• Texte retenu
==================================================
Vous êtes médecin ?
Accédez à votre espace professionnels

Des palpitations à l’effort chez un cycliste : Cas d’une tachycardie supraventriculaire

Pr François Carré (Hôpital Pontchaillou, Rennes)

Pr François Carré

Monsieur X.P., cycliste de 37 ans, consulte pour un certificat de non contre-indication à la participation de Paris-Brest-Paris (1 200 km sans étape). Il pratique le cyclisme depuis 20 ans et s’entraîne à raison de 200 km par semaine (8 000 km/an). Il a jusqu’ici passé avec succès les différents brevets de distance imposés par l’organisation.

Historique

L’interrogatoire ne retrouve pas d’antécédent cardiovasculaire familial particulier en dehors d’une hypertension artérielle chez sa mère âgée actuellement de 65 ans. Sur le plan personnel, on note une hernie inguinale droite traitée chirurgicalement il y a 6 ans.
==================================================
• Données affichées

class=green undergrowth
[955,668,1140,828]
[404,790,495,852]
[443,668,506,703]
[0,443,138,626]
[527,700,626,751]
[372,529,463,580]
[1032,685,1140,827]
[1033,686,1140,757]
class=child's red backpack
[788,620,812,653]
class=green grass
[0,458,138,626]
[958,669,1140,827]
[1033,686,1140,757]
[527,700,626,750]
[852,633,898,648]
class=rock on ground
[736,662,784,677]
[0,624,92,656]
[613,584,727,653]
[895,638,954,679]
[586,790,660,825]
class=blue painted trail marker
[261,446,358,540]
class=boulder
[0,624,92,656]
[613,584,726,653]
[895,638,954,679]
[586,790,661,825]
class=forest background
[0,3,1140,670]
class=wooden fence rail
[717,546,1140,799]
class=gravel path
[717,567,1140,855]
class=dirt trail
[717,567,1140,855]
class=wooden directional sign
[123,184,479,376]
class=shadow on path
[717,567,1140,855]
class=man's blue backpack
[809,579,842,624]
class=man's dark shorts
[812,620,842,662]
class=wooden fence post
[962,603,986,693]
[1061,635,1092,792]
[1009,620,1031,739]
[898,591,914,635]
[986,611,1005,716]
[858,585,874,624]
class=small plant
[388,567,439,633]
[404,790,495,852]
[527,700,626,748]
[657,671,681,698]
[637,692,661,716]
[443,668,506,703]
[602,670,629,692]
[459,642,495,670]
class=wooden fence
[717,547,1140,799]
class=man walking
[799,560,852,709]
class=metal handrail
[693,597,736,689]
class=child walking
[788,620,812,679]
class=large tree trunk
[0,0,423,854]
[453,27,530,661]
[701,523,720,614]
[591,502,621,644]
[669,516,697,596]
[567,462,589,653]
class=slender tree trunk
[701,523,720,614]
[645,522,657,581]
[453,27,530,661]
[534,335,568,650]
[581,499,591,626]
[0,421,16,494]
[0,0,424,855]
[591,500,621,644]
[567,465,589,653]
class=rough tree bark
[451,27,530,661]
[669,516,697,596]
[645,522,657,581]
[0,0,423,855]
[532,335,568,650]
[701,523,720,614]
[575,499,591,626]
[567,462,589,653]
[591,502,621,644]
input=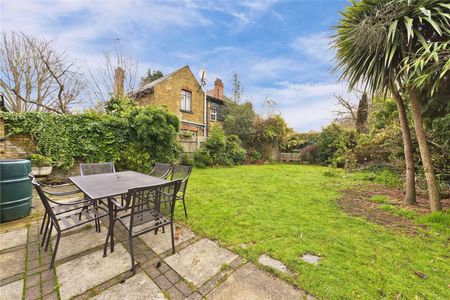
==================================================
• À faire
(1) Selon le cas clinique du cycliste, combien de kilomètres Monsieur X.P. parcourt-il chaque semaine à l'entraînement ?
(2) Relevez toutes les distances en kilomètres mentionnées dans le cas clinique du cycliste.

• Réponses
(1) 200 km par semaine.

(2)
- 1 200 km (Paris-Brest-Paris, sans étape)
- 200 km par semaine
- 8 000 km par an